EXCERPT Start Marker

Wednesday, February 10, 2010


Today was the first time I have ventured out with both boys by myself. I went to my friend Beth's house to see her and her gorgeous girls. Beth and I met years ago when we were both serving at Joe's Crab Shack. Beth was my trainer. She is an awesome woman and I am proud to be her friend.

Everyone has been writing such amazing things to me about my blogs both on Facebook and also on my page on the Family network on the Upside of Downs website. I always post the blogs I write here on there as well because who better to relate to what I am feeling than families that are experiencing the same things I do.

I am flattered by the kindness and compliments I have gotten. People have been so nice and have told me things like I'm going to change lives with my writing and that I am an inspiration. Those things mean a lot to me but I truly believe that the people who are writing them are a little misguided.

EXCERPT End Marker
DATA SHOWN Start Marker

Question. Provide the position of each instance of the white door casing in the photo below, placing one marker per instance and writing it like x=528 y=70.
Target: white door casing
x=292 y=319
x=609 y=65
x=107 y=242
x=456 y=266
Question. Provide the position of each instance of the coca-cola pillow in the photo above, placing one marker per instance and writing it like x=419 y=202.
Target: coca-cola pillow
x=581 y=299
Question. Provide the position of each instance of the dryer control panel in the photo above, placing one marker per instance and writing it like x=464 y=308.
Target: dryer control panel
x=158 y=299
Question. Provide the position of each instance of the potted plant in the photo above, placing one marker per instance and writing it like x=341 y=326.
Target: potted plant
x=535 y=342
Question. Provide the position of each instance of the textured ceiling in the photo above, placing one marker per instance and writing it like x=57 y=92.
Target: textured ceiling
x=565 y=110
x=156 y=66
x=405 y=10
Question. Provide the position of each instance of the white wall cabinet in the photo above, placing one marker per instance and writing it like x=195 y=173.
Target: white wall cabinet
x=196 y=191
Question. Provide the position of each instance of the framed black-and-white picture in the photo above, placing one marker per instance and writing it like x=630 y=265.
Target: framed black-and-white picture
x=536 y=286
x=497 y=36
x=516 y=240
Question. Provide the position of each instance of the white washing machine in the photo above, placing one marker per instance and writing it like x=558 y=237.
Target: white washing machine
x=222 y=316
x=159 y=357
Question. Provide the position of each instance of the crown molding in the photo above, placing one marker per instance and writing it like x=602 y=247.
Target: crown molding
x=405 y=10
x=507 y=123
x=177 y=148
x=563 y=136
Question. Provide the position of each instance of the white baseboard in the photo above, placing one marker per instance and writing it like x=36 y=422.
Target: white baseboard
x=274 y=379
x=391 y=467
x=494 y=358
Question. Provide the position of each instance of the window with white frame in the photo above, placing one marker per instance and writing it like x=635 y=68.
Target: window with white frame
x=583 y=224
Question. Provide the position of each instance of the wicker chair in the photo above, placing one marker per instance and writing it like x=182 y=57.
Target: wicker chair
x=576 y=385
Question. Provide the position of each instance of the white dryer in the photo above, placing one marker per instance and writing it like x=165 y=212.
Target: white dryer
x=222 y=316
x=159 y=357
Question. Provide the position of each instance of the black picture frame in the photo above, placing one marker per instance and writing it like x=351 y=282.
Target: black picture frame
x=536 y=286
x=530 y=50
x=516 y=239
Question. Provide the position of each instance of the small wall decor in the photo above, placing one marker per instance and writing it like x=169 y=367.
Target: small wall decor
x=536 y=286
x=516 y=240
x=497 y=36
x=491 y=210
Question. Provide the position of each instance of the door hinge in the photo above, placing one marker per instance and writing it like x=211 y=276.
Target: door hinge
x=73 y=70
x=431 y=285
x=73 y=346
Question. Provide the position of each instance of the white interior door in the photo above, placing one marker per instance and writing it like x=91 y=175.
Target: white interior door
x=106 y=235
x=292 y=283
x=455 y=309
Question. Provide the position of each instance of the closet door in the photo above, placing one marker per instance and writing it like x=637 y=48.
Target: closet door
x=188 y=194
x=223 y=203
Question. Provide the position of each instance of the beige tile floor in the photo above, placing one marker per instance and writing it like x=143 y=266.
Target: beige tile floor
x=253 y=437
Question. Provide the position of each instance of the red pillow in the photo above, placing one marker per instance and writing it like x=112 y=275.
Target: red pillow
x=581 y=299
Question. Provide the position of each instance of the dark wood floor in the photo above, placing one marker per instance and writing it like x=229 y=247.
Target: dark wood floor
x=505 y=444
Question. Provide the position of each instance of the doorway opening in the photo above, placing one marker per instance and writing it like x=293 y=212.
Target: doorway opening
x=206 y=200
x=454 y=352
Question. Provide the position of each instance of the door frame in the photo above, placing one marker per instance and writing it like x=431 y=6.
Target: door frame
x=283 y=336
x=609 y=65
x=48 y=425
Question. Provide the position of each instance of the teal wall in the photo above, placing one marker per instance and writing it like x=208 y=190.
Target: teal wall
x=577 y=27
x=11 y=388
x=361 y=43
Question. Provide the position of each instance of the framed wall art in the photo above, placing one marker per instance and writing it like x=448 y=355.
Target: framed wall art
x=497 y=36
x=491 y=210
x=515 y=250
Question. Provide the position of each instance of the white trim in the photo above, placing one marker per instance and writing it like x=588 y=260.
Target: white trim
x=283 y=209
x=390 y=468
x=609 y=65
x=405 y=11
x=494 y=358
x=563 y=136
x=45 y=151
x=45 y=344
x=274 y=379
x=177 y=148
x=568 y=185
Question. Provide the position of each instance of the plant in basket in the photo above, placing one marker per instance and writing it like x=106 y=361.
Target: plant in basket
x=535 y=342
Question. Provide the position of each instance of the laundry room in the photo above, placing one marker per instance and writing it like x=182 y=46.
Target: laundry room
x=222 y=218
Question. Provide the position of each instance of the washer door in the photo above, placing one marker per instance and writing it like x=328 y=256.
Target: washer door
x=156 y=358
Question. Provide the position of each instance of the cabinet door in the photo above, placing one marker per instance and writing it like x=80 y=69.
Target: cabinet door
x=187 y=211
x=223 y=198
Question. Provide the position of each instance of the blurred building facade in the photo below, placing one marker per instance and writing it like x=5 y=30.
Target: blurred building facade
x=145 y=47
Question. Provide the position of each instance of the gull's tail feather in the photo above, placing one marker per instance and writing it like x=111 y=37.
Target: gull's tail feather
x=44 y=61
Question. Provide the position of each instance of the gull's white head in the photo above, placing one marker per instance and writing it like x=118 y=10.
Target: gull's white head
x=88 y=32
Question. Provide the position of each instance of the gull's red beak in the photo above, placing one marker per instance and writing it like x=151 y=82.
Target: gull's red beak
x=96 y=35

DATA SHOWN End Marker

**APPLY WHAT YOU READ**
**1)** In the blog post, where did the writer and Beth first meet?
**2)** Translate this sentence from the blog post into Spanish: "I went to my friend Beth's house to see her and her gorgeous girls."
The records aren't needed here.

**COMPLETED EXERCISE**
**1)** They met years ago when they were both serving at Joe's Crab Shack.

**2)** Fui a casa de mi amiga Beth para verla a ella y a sus preciosas niñas.